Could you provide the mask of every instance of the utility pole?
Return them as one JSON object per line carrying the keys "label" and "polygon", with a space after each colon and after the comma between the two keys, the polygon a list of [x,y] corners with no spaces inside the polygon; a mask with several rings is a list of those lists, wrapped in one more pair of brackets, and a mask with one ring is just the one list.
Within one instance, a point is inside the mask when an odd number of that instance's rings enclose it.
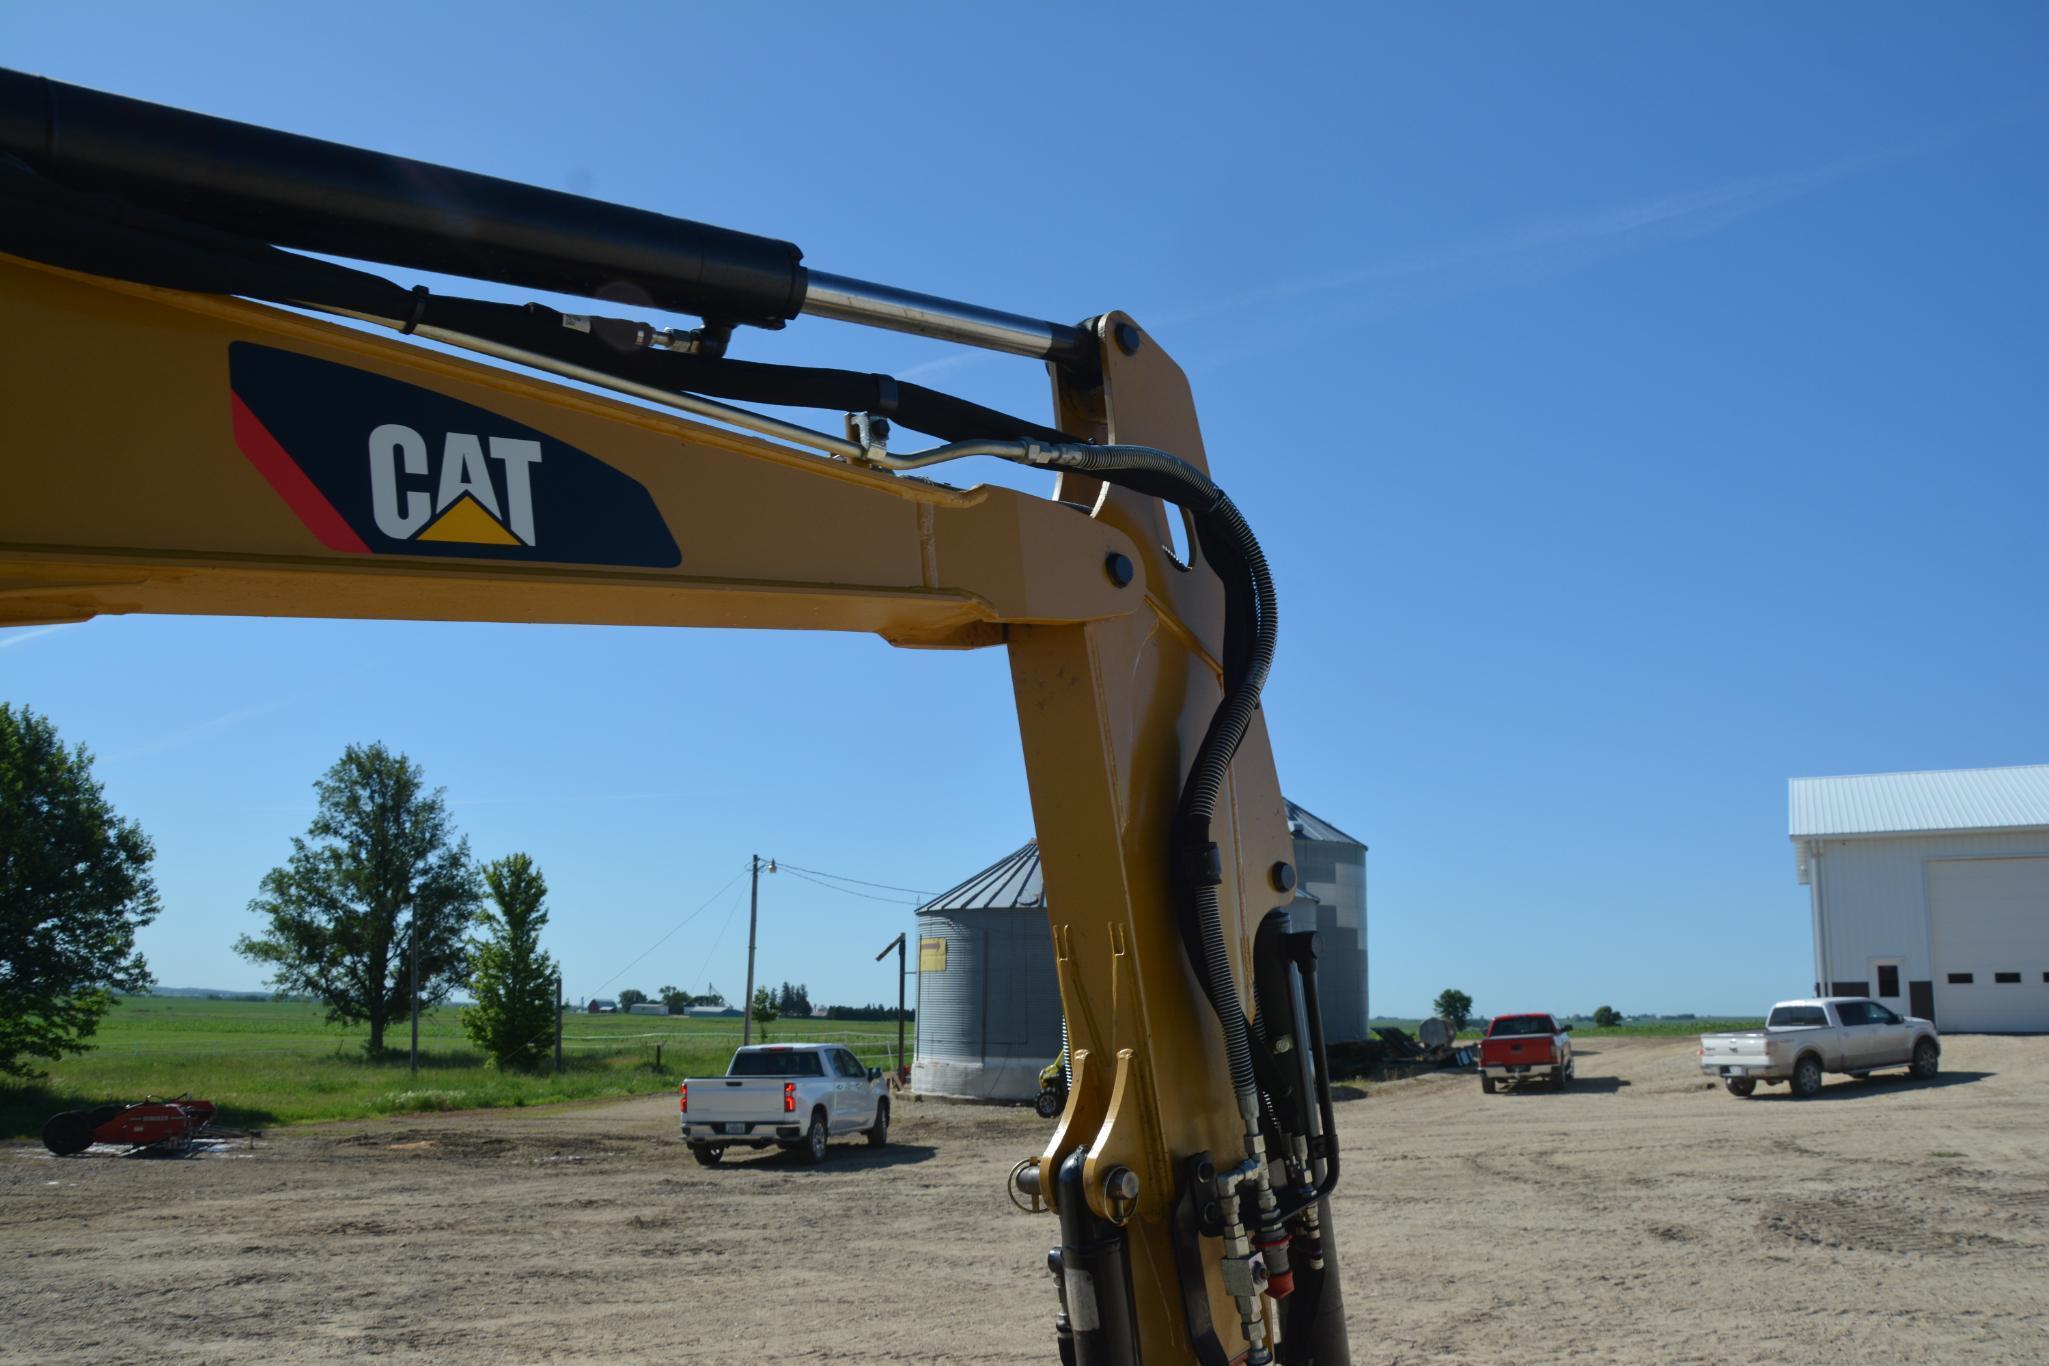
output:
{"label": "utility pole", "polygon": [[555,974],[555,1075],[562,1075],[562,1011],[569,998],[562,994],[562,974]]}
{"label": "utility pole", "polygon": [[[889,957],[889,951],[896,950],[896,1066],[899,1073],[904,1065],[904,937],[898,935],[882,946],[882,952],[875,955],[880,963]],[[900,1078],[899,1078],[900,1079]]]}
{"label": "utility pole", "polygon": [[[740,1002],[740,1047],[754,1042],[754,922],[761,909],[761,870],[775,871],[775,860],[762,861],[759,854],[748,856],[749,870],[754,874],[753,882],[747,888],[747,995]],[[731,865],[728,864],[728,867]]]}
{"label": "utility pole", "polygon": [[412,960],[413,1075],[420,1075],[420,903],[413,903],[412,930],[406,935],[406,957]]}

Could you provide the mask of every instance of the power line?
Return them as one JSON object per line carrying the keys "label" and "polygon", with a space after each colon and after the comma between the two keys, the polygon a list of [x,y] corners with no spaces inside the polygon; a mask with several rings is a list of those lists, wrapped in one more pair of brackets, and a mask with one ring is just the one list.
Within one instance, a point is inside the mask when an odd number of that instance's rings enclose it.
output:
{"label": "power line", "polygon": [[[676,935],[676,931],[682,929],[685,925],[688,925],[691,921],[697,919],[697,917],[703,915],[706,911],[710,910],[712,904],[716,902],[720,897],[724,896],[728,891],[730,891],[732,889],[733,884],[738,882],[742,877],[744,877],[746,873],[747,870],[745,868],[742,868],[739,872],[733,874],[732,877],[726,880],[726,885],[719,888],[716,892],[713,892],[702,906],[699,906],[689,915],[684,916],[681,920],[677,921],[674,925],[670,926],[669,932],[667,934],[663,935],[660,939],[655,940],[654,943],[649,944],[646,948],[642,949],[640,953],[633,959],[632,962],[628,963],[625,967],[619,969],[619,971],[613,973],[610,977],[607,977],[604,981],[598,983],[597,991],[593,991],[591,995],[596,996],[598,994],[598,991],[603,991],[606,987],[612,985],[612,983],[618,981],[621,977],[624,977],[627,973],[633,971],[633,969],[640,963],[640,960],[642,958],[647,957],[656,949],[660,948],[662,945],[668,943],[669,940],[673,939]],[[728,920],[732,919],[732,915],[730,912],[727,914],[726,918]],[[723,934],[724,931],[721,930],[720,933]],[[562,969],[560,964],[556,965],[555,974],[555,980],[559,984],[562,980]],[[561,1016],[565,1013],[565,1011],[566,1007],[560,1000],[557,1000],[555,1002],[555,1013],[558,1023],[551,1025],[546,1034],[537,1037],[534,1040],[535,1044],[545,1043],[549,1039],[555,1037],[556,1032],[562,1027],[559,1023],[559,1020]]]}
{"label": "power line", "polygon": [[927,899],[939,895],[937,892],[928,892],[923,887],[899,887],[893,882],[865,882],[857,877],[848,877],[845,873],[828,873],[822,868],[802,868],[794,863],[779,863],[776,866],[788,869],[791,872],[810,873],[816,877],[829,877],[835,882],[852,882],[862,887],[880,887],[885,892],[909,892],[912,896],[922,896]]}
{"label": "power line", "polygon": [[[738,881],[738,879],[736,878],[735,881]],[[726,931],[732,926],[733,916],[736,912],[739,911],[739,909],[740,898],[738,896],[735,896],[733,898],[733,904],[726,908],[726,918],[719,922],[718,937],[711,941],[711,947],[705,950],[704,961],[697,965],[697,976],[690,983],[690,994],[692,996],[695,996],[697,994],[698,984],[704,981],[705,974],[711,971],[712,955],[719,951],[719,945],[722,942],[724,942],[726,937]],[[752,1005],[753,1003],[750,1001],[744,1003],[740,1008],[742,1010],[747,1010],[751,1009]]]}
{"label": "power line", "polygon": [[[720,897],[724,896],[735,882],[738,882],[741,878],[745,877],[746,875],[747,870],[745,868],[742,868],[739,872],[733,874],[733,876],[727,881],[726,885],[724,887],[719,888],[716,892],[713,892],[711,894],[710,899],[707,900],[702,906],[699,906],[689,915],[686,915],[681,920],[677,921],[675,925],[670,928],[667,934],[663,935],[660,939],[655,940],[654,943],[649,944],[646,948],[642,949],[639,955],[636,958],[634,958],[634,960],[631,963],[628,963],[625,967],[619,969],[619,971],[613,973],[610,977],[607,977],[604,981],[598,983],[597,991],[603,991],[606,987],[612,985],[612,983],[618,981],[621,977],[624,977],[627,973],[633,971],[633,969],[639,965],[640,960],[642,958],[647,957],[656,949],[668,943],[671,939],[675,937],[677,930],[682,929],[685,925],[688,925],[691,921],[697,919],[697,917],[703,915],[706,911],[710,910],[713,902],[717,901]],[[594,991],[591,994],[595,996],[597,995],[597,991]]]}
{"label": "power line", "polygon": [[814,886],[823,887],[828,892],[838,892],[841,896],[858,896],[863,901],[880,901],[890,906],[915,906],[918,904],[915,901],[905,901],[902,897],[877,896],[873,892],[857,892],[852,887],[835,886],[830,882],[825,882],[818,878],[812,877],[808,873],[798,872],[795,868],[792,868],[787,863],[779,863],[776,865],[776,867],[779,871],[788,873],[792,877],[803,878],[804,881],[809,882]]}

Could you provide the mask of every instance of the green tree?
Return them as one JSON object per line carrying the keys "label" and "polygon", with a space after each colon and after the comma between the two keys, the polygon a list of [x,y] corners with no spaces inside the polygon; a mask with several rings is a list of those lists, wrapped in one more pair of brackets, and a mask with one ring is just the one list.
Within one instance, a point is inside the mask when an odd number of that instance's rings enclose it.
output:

What the task asks — From the records above, tally every line that includes the word "Could" and reply with the total by itself.

Completed exercise — 3